◆ Aim
Update the records from their start through the line holding "[235,238,411,304]", inclusive, so that "actually appear" becomes "show up" and everything else stays the same. Write out only those lines, without the pictures.

** Begin Data for the task **

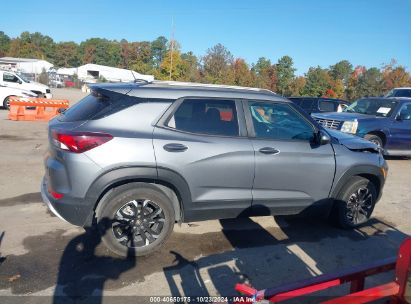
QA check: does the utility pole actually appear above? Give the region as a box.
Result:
[169,17,174,80]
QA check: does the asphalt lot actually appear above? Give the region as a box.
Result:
[0,89,411,303]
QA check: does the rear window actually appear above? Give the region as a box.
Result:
[59,90,150,122]
[319,100,338,112]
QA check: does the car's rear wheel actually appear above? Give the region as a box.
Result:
[364,134,384,148]
[335,176,377,229]
[96,183,175,256]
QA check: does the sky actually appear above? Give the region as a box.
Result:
[0,0,411,75]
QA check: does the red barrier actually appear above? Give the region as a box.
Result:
[235,238,411,304]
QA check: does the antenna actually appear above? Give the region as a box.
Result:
[130,70,138,82]
[169,17,174,80]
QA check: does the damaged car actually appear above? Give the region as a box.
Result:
[41,81,388,256]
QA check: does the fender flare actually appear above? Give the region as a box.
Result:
[330,165,385,200]
[86,166,191,222]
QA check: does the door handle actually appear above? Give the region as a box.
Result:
[163,143,188,152]
[258,147,280,154]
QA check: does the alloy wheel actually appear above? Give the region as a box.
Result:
[346,187,373,225]
[111,199,165,248]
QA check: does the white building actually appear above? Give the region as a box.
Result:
[0,57,53,74]
[57,63,154,83]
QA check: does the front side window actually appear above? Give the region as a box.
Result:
[249,101,314,141]
[319,100,338,112]
[344,98,397,117]
[3,73,19,82]
[167,99,239,136]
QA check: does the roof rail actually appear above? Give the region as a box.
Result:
[154,80,272,93]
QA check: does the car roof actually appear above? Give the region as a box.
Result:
[90,80,290,102]
[287,96,348,102]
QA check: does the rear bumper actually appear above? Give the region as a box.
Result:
[41,177,94,227]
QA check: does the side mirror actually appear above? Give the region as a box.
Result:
[315,130,331,146]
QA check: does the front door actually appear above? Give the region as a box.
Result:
[389,102,411,155]
[245,101,335,214]
[153,98,254,221]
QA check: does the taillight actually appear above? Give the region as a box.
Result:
[52,131,113,153]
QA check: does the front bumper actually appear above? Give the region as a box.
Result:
[41,177,94,227]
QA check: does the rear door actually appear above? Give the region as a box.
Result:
[153,98,254,221]
[244,100,335,214]
[390,102,411,154]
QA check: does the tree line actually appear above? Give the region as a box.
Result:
[0,31,411,100]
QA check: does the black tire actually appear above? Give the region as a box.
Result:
[96,183,175,257]
[334,176,377,229]
[3,96,10,110]
[364,134,384,148]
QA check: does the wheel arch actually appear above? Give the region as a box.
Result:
[86,167,191,225]
[330,165,384,199]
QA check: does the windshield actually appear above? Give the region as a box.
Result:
[17,74,30,82]
[344,99,397,117]
[385,89,411,97]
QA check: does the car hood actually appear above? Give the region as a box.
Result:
[312,112,375,121]
[327,129,381,152]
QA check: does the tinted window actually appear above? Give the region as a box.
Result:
[3,73,19,82]
[249,102,314,141]
[300,98,314,113]
[59,90,141,121]
[319,100,338,112]
[168,99,238,136]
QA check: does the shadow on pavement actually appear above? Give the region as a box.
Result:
[164,217,407,302]
[53,218,136,304]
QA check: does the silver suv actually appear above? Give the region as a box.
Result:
[41,81,387,255]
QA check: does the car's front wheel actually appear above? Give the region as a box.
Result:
[335,176,377,228]
[96,183,175,256]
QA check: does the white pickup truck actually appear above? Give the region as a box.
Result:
[0,70,53,98]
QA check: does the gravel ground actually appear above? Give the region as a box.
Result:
[0,89,411,303]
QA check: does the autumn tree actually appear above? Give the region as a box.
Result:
[329,60,353,85]
[178,52,201,82]
[251,57,277,92]
[302,66,331,97]
[0,31,11,57]
[231,58,255,87]
[151,36,168,68]
[288,76,307,96]
[203,43,233,83]
[54,41,81,67]
[276,56,296,96]
[382,60,411,92]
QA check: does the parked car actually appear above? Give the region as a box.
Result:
[288,97,350,114]
[385,88,411,98]
[0,70,53,98]
[313,97,411,155]
[0,85,37,109]
[41,81,387,255]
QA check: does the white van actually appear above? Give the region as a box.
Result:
[0,70,53,98]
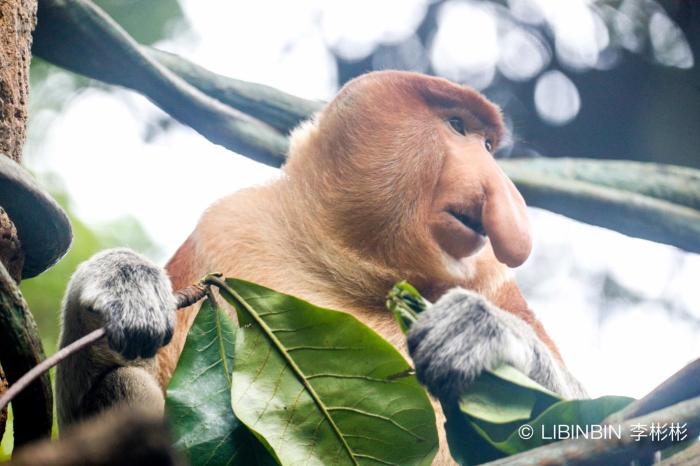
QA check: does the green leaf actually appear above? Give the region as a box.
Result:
[445,390,633,466]
[166,300,276,466]
[386,280,428,334]
[221,279,437,465]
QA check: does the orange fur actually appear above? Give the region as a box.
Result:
[159,72,558,463]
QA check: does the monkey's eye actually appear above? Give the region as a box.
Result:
[447,117,467,136]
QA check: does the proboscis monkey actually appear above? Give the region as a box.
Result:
[56,71,585,464]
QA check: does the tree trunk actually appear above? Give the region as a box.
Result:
[0,0,44,444]
[0,0,37,162]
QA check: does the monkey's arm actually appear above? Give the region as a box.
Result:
[408,288,587,400]
[56,249,176,425]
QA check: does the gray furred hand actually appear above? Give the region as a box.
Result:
[408,288,587,401]
[69,249,176,360]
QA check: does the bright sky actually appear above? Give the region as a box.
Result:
[27,0,700,396]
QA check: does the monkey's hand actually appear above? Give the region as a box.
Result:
[66,249,176,360]
[408,288,587,400]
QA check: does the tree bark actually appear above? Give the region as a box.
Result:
[0,0,37,162]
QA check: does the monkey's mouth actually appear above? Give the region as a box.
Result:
[447,209,486,236]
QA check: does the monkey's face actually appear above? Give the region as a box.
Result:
[429,108,531,267]
[286,71,530,282]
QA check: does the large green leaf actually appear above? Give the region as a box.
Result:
[221,279,437,465]
[166,300,275,466]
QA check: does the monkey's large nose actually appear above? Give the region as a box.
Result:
[481,170,532,267]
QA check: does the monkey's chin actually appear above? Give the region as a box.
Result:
[430,212,486,260]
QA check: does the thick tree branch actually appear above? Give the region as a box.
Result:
[501,158,700,253]
[605,359,700,423]
[149,47,324,134]
[33,0,287,166]
[30,0,700,252]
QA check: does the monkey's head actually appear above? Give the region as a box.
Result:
[285,71,531,288]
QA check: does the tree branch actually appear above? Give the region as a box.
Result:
[33,0,287,166]
[604,359,700,424]
[148,47,324,134]
[34,0,700,252]
[0,280,211,411]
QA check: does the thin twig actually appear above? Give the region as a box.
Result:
[0,327,105,410]
[0,280,212,411]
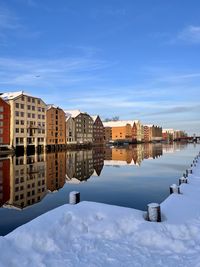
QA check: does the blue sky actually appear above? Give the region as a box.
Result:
[0,0,200,134]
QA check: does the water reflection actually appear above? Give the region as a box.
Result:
[0,143,186,209]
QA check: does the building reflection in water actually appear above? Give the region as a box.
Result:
[0,143,186,209]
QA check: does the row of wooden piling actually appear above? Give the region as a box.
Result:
[69,152,200,222]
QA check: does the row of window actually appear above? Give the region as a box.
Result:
[15,103,45,112]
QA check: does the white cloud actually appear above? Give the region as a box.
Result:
[177,25,200,44]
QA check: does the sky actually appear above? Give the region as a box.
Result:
[0,0,200,134]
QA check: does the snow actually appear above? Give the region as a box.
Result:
[0,154,200,267]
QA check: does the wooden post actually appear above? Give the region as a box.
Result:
[179,177,188,185]
[69,191,80,205]
[147,203,161,222]
[169,184,180,194]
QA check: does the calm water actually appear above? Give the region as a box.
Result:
[0,143,200,235]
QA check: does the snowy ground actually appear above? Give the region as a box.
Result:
[0,155,200,267]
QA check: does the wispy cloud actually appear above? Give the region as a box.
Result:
[0,6,21,31]
[0,57,108,88]
[172,25,200,44]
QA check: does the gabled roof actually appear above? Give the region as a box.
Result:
[90,115,98,122]
[47,104,61,110]
[103,120,139,127]
[64,109,82,118]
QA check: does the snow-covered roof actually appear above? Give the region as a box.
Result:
[0,91,31,100]
[103,120,139,127]
[90,115,98,122]
[64,109,83,118]
[47,104,60,110]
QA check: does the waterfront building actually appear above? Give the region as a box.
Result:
[46,151,66,192]
[65,110,93,144]
[46,105,66,147]
[1,91,46,150]
[103,120,144,142]
[91,115,104,144]
[0,95,10,149]
[162,129,174,142]
[144,125,163,142]
[104,127,112,143]
[103,121,132,142]
[65,115,77,144]
[0,158,12,207]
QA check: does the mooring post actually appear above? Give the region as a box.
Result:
[69,191,80,205]
[179,177,188,185]
[147,203,161,222]
[169,184,180,194]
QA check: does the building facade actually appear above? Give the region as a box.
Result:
[0,97,10,147]
[91,115,104,144]
[1,91,46,149]
[46,105,66,146]
[65,110,93,144]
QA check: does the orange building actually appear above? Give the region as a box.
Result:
[112,124,132,141]
[91,115,104,144]
[0,98,10,146]
[46,105,66,146]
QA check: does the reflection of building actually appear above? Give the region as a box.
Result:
[0,158,10,207]
[46,152,66,191]
[91,115,104,144]
[104,120,144,142]
[1,91,46,151]
[66,150,94,181]
[104,143,162,165]
[112,148,132,164]
[65,110,93,144]
[0,98,10,147]
[46,105,66,146]
[104,127,112,143]
[144,125,162,142]
[93,148,104,176]
[6,154,46,208]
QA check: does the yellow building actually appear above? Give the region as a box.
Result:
[1,91,46,149]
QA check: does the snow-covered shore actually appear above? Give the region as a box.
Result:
[0,154,200,267]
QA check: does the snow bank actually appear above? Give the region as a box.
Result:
[0,156,200,267]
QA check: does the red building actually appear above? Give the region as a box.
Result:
[0,98,10,146]
[0,159,10,207]
[91,115,104,144]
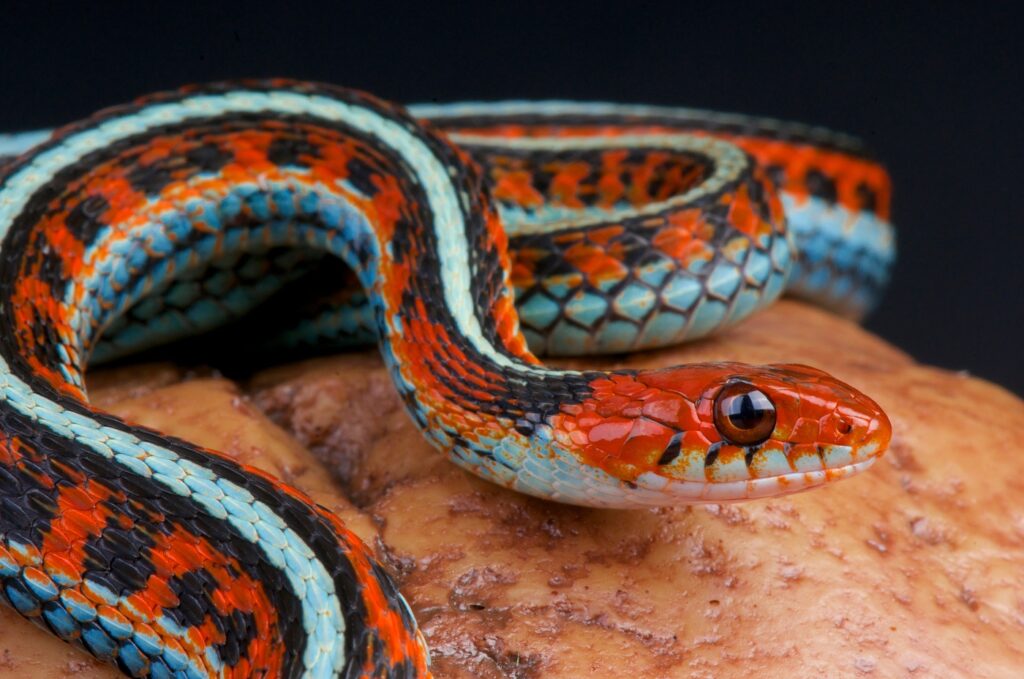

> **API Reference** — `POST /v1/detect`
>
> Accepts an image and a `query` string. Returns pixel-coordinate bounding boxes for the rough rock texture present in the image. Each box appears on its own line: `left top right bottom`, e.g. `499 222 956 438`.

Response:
0 302 1024 678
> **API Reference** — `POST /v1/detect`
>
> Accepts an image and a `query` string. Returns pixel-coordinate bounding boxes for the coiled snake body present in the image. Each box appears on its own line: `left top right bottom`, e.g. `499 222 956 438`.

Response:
0 81 892 677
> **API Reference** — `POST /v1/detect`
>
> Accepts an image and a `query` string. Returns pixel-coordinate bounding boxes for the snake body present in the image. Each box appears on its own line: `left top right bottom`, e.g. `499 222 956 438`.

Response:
0 81 891 677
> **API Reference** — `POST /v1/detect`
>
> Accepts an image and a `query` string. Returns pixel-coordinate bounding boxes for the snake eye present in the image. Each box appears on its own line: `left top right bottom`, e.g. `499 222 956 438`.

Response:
715 382 775 445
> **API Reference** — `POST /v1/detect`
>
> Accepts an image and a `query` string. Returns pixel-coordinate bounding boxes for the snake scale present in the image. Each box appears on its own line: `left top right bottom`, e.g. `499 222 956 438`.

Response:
0 81 893 677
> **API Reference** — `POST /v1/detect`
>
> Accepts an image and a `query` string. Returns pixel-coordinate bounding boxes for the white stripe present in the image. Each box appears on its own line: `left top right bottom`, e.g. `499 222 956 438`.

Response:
449 133 749 236
0 91 537 372
409 99 861 148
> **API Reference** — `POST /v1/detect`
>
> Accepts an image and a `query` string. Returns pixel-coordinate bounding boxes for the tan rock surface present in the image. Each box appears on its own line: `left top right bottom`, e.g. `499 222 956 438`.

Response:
0 302 1024 678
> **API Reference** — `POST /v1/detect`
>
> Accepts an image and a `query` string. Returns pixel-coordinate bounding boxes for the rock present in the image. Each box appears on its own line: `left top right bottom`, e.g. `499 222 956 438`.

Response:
0 302 1024 678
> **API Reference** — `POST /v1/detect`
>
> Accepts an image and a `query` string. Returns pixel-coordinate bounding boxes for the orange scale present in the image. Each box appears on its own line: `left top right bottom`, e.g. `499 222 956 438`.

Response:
790 417 819 443
587 419 633 455
620 419 676 468
596 394 632 417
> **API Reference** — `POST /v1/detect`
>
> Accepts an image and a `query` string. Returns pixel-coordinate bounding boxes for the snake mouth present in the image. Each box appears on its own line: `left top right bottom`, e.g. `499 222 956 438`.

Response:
633 456 878 506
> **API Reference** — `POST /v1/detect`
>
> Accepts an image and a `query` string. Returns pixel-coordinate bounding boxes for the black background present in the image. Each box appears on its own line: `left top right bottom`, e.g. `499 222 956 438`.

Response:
0 0 1024 393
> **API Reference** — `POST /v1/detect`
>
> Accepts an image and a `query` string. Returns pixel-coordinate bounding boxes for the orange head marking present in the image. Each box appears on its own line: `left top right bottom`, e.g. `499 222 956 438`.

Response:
552 363 892 504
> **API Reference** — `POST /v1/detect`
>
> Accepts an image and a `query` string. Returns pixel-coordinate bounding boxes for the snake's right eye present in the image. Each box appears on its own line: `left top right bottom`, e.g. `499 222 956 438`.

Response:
715 382 775 447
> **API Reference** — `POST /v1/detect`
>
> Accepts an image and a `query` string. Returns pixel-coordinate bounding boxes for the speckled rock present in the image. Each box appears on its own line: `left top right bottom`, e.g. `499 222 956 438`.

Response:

** End Data for the task **

◆ Answer to the task
QA check: does the utility pole show up above? Give the region as a box.
Result:
[169,17,174,80]
QA check: does the asphalt lot show up above? Give the region as a box.
Result:
[0,89,411,303]
QA check: does the rear window show up above? Give the region as a box.
Result:
[59,90,150,122]
[319,100,338,112]
QA check: does the car's rear wheel show up above? Give the region as a box.
Result:
[364,134,384,148]
[335,176,377,229]
[96,183,175,256]
QA check: does the sky show up above? Give the region as a box.
Result:
[0,0,411,75]
QA check: does the red barrier show up above? Give the region as a box.
Result:
[235,238,411,304]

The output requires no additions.